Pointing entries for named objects
>>>
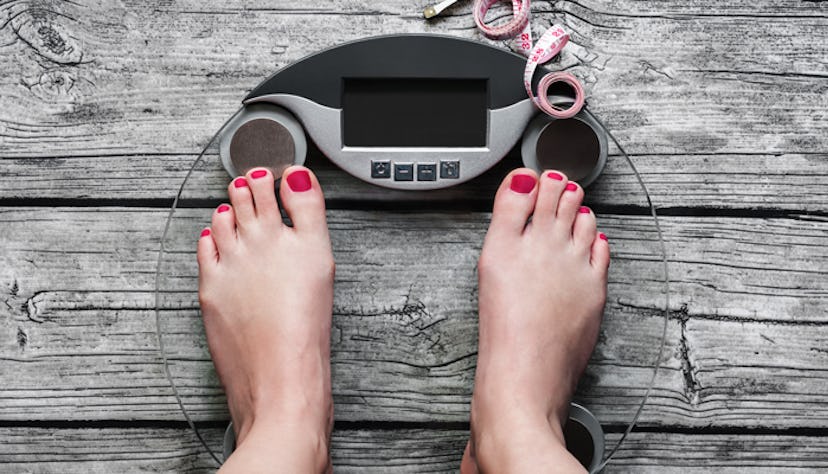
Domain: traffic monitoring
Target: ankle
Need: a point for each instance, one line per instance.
(281, 445)
(518, 441)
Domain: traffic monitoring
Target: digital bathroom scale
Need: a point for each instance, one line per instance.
(413, 112)
(357, 103)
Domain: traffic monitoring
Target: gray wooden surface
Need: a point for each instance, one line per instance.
(103, 106)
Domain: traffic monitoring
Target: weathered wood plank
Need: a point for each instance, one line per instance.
(79, 305)
(724, 102)
(362, 451)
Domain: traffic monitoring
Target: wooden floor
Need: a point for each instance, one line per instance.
(723, 105)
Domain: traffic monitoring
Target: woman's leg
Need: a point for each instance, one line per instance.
(542, 293)
(266, 293)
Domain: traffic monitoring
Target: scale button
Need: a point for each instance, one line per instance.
(427, 172)
(380, 169)
(449, 169)
(403, 172)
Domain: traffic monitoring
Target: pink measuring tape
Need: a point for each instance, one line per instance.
(548, 46)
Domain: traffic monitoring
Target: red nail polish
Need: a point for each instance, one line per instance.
(522, 183)
(555, 176)
(299, 181)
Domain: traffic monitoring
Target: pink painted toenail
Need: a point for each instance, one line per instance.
(299, 181)
(522, 183)
(555, 176)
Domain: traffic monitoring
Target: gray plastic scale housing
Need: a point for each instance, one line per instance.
(312, 89)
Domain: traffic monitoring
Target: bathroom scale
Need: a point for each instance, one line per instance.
(410, 114)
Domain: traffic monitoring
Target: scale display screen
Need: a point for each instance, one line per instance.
(414, 112)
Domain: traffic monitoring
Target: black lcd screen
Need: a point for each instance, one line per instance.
(414, 112)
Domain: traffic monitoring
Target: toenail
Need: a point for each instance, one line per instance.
(299, 181)
(522, 183)
(555, 176)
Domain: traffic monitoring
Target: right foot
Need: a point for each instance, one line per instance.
(542, 292)
(266, 294)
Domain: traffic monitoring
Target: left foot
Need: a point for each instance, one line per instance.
(266, 293)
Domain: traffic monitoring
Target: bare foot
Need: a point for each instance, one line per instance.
(542, 293)
(266, 293)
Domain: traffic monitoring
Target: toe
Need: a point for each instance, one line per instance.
(206, 253)
(514, 202)
(263, 188)
(583, 231)
(303, 199)
(224, 228)
(551, 185)
(600, 253)
(568, 205)
(242, 200)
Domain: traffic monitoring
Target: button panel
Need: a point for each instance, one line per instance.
(403, 172)
(380, 169)
(450, 169)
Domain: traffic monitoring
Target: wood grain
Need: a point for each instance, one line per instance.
(745, 342)
(721, 104)
(105, 450)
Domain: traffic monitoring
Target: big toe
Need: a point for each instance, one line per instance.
(600, 256)
(303, 200)
(514, 202)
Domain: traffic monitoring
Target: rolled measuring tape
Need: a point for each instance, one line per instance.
(548, 46)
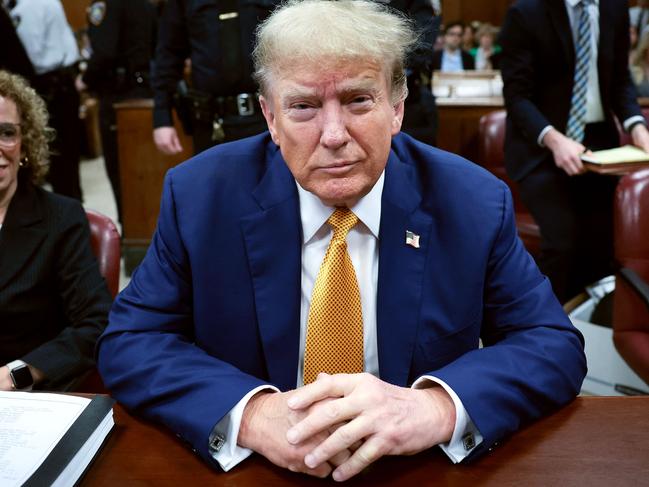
<<<
● **TASK BRIEF**
Collect every line of the records above that contains the word "button". Case counts, so only matches with the same capitalization qualify.

● **WRITTEN RESPONSE**
Target: scale button
Target: button panel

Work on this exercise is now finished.